§ Exercise 1: In the passage on Sin Po's editors, who briefly replaced Kwee after he resigned?
§ Exercise 2: Update the passage on Sin Po's editors, starting with "During the Japanese" and going on through "editor-in-chief in 1947.". Replace "hid" with "lived quietly".

§ Source passage:
■ ■ ■ ■ ■ ■ ■

During the Japanese occupation of the Dutch East Indies, Kwee managed to avoid arrest and hid in Bandung from 1942-5. Sin Po continued to publish in a limited form, without an editor-in-chief and constrained by strict Japanese censorship. Another paper called Kung Yung Pao, edited by Oey Tiang Tjoei briefly took the place of Sin Po in Batavia society during this era. After the war ended the paper resumed publication and Kwee returned to his position, but he got into a feud with publisher Ang Jan Goan, and resigned as editor-in-chief in 1947.

===Gouw Tiauw Goan===
After Kwee resigned, he was briefly replaced by Thio In Lok, who departed after nine months. His more long-term replacement was a veteran journalist named Gouw Tiauw Goan. Chinese-educated, and having been interned by the Japanese during the war, his written contributions to the paper while editor focused more on China.

■ ■ ■ ■ ■ ■ ■

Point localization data
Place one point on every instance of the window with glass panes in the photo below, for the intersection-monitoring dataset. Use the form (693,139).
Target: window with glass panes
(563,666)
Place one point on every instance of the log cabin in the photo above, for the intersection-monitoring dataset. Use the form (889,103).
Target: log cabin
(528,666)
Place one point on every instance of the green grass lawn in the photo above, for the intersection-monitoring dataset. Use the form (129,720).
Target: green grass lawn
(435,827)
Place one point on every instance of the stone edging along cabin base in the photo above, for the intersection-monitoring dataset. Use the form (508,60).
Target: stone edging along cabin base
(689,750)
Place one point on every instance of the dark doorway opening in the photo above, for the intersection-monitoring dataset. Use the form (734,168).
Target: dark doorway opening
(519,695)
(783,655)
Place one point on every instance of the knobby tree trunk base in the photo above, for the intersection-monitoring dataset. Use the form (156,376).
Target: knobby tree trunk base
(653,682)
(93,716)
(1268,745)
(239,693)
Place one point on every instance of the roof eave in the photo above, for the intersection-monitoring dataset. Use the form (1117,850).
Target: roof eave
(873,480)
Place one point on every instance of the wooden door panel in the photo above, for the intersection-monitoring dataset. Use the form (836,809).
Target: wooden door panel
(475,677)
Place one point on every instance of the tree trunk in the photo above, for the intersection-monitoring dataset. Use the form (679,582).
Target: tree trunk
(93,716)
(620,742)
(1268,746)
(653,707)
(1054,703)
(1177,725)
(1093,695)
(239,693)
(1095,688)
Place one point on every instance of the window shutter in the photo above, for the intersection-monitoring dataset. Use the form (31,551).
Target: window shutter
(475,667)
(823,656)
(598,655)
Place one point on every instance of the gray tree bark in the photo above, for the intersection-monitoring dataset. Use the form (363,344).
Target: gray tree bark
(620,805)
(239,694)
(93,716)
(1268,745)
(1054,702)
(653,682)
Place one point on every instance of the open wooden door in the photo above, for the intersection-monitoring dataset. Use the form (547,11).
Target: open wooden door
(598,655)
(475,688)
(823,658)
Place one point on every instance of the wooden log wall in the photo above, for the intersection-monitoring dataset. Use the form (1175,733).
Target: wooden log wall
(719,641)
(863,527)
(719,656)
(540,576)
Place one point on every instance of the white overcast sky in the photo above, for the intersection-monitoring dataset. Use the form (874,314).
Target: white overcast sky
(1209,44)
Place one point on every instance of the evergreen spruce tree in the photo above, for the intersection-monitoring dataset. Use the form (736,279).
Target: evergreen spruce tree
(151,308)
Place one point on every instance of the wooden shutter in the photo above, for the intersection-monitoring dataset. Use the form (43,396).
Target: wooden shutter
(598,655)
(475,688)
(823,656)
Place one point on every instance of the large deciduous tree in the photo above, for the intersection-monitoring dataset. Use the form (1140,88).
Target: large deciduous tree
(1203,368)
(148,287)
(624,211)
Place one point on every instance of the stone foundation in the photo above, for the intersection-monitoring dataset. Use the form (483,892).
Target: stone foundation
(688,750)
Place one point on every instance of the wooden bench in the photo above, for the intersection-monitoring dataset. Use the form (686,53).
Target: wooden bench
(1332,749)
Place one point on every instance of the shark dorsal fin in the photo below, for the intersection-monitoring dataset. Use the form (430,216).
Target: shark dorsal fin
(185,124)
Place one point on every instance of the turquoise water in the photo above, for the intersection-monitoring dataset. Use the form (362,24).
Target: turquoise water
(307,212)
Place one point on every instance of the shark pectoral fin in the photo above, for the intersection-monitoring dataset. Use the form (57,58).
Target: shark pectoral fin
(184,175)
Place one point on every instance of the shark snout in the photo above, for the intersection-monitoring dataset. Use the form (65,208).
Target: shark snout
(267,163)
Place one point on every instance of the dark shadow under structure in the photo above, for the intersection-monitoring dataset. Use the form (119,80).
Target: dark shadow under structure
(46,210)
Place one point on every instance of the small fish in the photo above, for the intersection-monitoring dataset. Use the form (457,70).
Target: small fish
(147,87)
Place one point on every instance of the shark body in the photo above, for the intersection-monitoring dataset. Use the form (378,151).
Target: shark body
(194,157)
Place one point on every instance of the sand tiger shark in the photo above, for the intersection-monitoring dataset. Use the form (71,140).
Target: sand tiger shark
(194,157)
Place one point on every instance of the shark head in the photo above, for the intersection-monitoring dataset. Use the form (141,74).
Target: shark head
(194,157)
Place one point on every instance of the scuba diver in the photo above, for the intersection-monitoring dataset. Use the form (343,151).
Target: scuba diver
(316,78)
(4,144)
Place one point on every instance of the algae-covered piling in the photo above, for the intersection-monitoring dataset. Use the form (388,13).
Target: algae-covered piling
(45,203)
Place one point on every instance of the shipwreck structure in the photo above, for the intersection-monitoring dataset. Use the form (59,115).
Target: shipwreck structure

■ ■ ■ ■ ■ ■ ■

§ Your solution 1: Thio In Lok

§ Your solution 2:
During the Japanese occupation of the Dutch East Indies, Kwee managed to avoid arrest and lived quietly in Bandung from 1942-5. Sin Po continued to publish in a limited form, without an editor-in-chief and constrained by strict Japanese censorship. Another paper called Kung Yung Pao, edited by Oey Tiang Tjoei briefly took the place of Sin Po in Batavia society during this era. After the war ended the paper resumed publication and Kwee returned to his position, but he got into a feud with publisher Ang Jan Goan, and resigned as editor-in-chief in 1947.